• Work instruction
Pull every line of the entries that has the word "Could".

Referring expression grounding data
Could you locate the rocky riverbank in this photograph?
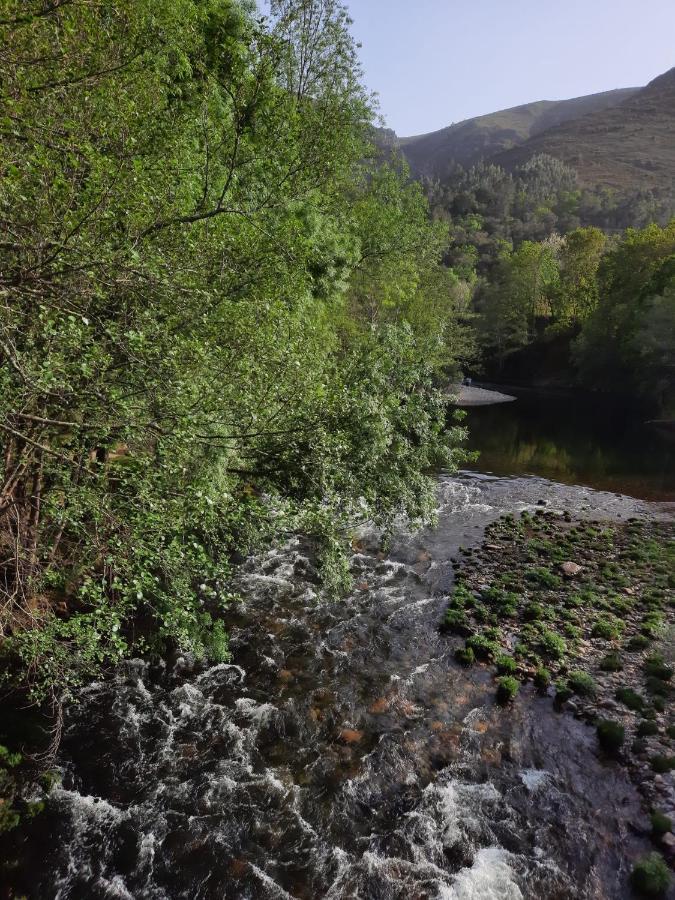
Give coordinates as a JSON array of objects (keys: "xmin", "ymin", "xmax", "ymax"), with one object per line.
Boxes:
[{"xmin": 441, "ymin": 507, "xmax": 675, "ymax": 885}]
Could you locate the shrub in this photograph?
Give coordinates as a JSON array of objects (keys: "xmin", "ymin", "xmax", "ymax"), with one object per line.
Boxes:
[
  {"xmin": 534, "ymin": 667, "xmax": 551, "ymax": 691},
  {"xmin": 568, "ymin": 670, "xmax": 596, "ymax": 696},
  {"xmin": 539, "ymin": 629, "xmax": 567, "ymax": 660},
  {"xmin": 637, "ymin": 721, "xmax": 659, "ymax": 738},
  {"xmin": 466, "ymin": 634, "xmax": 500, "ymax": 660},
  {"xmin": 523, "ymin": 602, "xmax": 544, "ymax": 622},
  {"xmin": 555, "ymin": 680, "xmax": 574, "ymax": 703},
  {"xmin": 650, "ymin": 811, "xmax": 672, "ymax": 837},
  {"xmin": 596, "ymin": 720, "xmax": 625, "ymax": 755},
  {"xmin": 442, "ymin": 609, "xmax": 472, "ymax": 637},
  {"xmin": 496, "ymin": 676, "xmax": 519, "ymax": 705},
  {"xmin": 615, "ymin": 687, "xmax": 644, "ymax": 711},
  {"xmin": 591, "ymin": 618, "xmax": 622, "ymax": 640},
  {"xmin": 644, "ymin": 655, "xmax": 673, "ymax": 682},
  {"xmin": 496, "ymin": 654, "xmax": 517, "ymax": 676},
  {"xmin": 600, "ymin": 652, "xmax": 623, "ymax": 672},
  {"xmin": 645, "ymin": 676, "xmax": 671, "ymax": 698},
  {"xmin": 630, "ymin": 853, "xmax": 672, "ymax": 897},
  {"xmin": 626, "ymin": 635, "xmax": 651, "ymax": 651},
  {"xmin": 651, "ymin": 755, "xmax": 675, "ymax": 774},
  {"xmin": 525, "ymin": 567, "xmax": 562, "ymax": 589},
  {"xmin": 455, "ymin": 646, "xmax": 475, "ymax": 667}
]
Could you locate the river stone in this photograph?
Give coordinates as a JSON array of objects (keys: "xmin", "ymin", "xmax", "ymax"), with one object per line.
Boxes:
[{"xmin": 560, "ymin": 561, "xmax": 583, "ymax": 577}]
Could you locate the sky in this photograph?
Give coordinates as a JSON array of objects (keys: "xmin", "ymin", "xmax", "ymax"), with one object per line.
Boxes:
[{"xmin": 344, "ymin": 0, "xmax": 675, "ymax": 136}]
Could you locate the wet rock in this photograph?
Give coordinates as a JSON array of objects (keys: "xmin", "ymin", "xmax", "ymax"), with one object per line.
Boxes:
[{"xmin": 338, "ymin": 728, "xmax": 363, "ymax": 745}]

• Result
Could you locate the rocky riverbank in this photograph?
Could you locate the shrub in this photograph?
Could you locate the river stone in this photograph?
Could you locate the sky in this photograph?
Could you locate the wet rock in this photograph?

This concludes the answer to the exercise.